BEGIN Excerpt to read

Craniofacial anomalies (CFA) are a diverse group of deformities, which affect the growth of the head and face. Dysregulation of cranial neural crest cell (NCC) migration, proliferation, differentiation, and/or cell fate specification have been reported to contribute to CFA. Understanding of the mechanisms through which cranial NCCs contribute for craniofacial development may lead to identifying meaningful clinical targets for the prevention and treatment of CFA. Isolation and culture of cranial NCCs in vitro facilitates screening and analyses of molecular cellular mechanisms of cranial NCCs implicated in craniofacial development. Here, we present a method for the isolation and culture of cranial NCCs harvested from the first branchial arch at early embryonic stages. Morphology of isolated cranial NCCs was similar to O9-1 cells, a cell line for neural crest stem cells. Moreover, cranial NCCs isolated from a transgenic mouse line with enhanced bone morphogenetic protein (BMP) signaling in NCCs showed an increase in their chondrogenic differentiation capacity, suggesting maintenance of their in vivo differentiation potentials observed in vitro. Taken together, our established method is useful to visualize cellular behaviors of cranial NCCs.

Keywords: NCCs, First branchial arch, Isolation, Primary culture, BMPs, Chondrogenic differentiation, Craniofacial development

Background

Cranial neural crest cells (NCCs) form the face and the anterior part of the head (Jiang et al., 2002; Chai and Maxson, 2006; Mishina and Snider, 2014). Cranial NCCs are one of the subpopulations of NCCs that show unique characteristicis by differentiating into bones and cartilage, while other populations of NCCs do not have this differentiation potential (Stemple and Anderson, 1992; Jiang et al., 2000; Ishii et al., 2012). Cranial NCCs delaminate from the neural tube and migrate into branchial arches (BAs) (Santagati and Rijli, 2003; Kaucka et al., 2016; Yang et al., 2021). Subsequently, they give rise to neural tissues, including peripheral nerve systems but also connective tissues, such as bones, cartilage, and adipose tissues (Santagati and Rijli, 2003). Several signaling pathways are known to regulate differentiation, proliferation, migration, and cell specification for cranial NCCs, which have been reported to develop craniofacial anomalies (CFA), such as cleft palate and craniosynostosis (Teng et al., 2008; Komatsu et al., 2013; He and Soriano, 2013). CFA are a diverse group of pathologic conditions caused by environmental and genetic reasons. Therefore, a deeper understanding of the molecular and cellular mechanisms underpinning cranial NCCs function may result in improved identification, prevention, and treatment of CFA in human patients.

END Excerpt to read
BEGIN Data extract

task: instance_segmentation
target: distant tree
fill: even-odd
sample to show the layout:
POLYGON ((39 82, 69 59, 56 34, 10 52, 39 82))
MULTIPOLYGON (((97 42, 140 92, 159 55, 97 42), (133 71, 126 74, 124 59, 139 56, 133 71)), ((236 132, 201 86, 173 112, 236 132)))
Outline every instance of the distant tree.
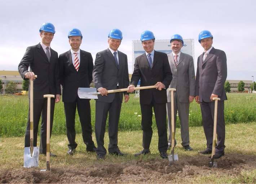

END Data extract

▶ [Exercise 1]: According to the excerpt on cranial neural crest cells, from which structure were the cells harvested for isolation and culture?
▶ [Exercise 2]: Resume the excerpt on cranial neural crest cells, picking up right after its final sentence.

▶ [Written answer 1]: They were harvested from the first branchial arch at early embryonic stages.

▶ [Written answer 2]:
In the 1980s, a method to generate chick-quail chimeras was developed, and cell lineage tracing experiments of neural crest cells during embryonic development became popular (Couly and Dourin, 1985). After establishment of Cre-loxP technologies, transgenic mouse lines expressing Cre recombinase driven by promoters of NCC marker genes, such as Wnt1 and Protein zero (P0) (Wnt1-Cre and P0-Cre lines), facilitated cell lineage tracing during neural crest migration and differentiation (Danielian et al., 1998 ; Yamauchi et al., 1999, Chen et al., 2017). Using the Cre-loxP technologies, genes of interest are specifically mutated in NCCs to introduce either gain-of-function (GOF) or loss-of-function (LOF) mutations, which significantly deepen our understanding of the mechanisms of craniofacial and trunk development mediated by NCCs. To further gain insight into mechanisms which control proliferation, cell fate specification, and differentiation of cranial NCCs, it is important to establish an in vitro culture system to maintain the character of cranial NCCs.


Bone morphogenetic proteins (BMPs) are a group of growth factors that bind to receptors on the plasma membrane that transduce a signal mediated by SMAD proteins. The levels of BMP-SMAD signaling are important to determine a range of cell behaviors including fate specification; therefore, developing an understanding of the fine-tuning mechanisms of BMP signaling in cranial NCCs is critical. We and others have reported that mutant mice with GOF or LOF of BMP type1A receptor (Bmpr1a) in NCCs display deformities in the craniofacial region (Komatsu et al., 2013; Li et al., 2013; Gu et al., 2014). In addition to that, we have recently reported that when ACVR1 (caAcvr1), another BMP type 1 receptor, is constitutively activated in NCCs of transgenic mice (caAcvr1; P0-Cre mice, hereafter), these formed ectopic cartilage in their face (Yang et al., 2021). Thus, we have proposed that enhanced BMP signaling pushes cranial NCCs to the chondrogenic fate at early embryonic stages.


We established the isolation and culture method for cranial NCCs from the first branchial arch (BA1) at an early embryonic stage, day 10.5 embryos (Figures 1, 2). Isolated cranial NCCs from caAcvr1; P0-Cre mice showed greater chondrogenic differentiation capacity than cranial NCCs from control mice (Figure 3), suggesting that the isolated cranial NCCs from BA1 maintain the differentiation potential observed in vivo. This isolation method is an important tool to analyze molecular and cellular mechanisms of craniofacial development.

Materials and Reagents

  1. 1.5 mL tube

  2. Wide bore filtered 1,000 µL pipette tips (Thermo Fisher Scientific, catalog number: 2079G)

  3. 35 mm tissue culture-treated dish (SPL Life Sciences, catalog number: 20060)

  4. Sterile Cell Strainer, 40 µm Nylon Mesh (Thermo Fisher Scientific, catalog number: 22363547)

  5. Phosphate buffered saline (PBS), pH 7.4 (Thermo Fisher Scientific, catalog number: 10010023)

  6. Cell-dissociation enzyme, TrypLE Express (Thermo Fisher Scientific, catalog number: 12605028)

  7. Trypan Blue Solution, 0.4% (Thermo Fisher Scientific, catalog number: 15250061)

  8. Advanced DMEM (Thermo Fisher Scientific, catalog number: 12491015)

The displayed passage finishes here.